* **SELECTED EXTRACT**:

[Begin]

The count() is useful to check the balanced nature of the data when many subgroups are involved.

Exercise 1.2

Generate a summary table to show the average number of people observed at each of the three rivers.

Code
# your code goes here

Exercise 1.3

Generate a summary table to show the average number of vehicles observed at each of the three wind levels.

Code
# your code goes here

Exercise 1.4

Repeat the above exercise 1.2 but now calculate the median number of people and the median number of vehicles at each river in a single table.

Code
# your code goes here

Exercise 1.5

Use the above three tables you generate to describe the Rangitikei dataset. What other information or tables might be useful?

Now let’s practice using these functions using the TB data.

Exercise 1.6

Using table1, compute rate of TB cases per 10,000 and the total cases per year

Code
# your code goes here

Exercise 1.7

Generate a summary table to show the total cases in each country. Your table should have 3 rows.

[End]

* **SHORT PROBLEM 1**:
Copy the records from their start down through the line containing "Provide the mask", switching "vertices" to "corners" and leaving everything else unchanged.

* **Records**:
[Begin]

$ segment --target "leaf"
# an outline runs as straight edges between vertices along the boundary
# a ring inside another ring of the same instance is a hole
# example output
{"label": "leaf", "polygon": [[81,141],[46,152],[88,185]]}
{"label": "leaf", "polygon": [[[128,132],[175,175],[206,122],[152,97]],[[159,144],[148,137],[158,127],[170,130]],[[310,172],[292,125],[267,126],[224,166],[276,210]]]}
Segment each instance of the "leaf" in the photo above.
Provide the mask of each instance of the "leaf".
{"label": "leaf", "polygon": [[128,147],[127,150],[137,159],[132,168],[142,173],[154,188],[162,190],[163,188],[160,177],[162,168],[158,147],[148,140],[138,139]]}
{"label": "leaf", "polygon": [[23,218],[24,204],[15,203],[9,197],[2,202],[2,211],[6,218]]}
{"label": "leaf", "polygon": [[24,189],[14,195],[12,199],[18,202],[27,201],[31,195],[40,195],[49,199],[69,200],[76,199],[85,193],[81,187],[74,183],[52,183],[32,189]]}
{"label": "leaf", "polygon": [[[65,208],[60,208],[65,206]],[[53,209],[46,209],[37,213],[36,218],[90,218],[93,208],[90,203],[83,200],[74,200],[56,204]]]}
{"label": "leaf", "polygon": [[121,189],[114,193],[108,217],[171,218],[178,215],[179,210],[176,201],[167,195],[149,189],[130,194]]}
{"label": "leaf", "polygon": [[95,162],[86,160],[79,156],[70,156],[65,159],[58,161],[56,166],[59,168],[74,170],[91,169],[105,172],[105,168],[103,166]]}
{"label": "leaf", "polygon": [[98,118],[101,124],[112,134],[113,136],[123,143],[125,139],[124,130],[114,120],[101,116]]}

[End]

* **SHORT PROBLEM 2**:
Reproduce the data summary exercises in full, word for word.

* **CORRECT ANSWER 1**:
$ segment --target "leaf"
# an outline runs as straight edges between corners along the boundary
# a ring inside another ring of the same instance is a hole
# example output
{"label": "leaf", "polygon": [[81,141],[46,152],[88,185]]}
{"label": "leaf", "polygon": [[[128,132],[175,175],[206,122],[152,97]],[[159,144],[148,137],[158,127],[170,130]],[[310,172],[292,125],[267,126],[224,166],[276,210]]]}
Segment each instance of the "leaf" in the photo above.
Provide the mask of each instance of the "leaf".

* **CORRECT ANSWER 2**:
The count() is useful to check the balanced nature of the data when many subgroups are involved.

Exercise 1.2

Generate a summary table to show the average number of people observed at each of the three rivers.

Code
# your code goes here

Exercise 1.3

Generate a summary table to show the average number of vehicles observed at each of the three wind levels.

Code
# your code goes here

Exercise 1.4

Repeat the above exercise 1.2 but now calculate the median number of people and the median number of vehicles at each river in a single table.

Code
# your code goes here

Exercise 1.5

Use the above three tables you generate to describe the Rangitikei dataset. What other information or tables might be useful?

Now let’s practice using these functions using the TB data.

Exercise 1.6

Using table1, compute rate of TB cases per 10,000 and the total cases per year

Code
# your code goes here

Exercise 1.7

Generate a summary table to show the total cases in each country. Your table should have 3 rows.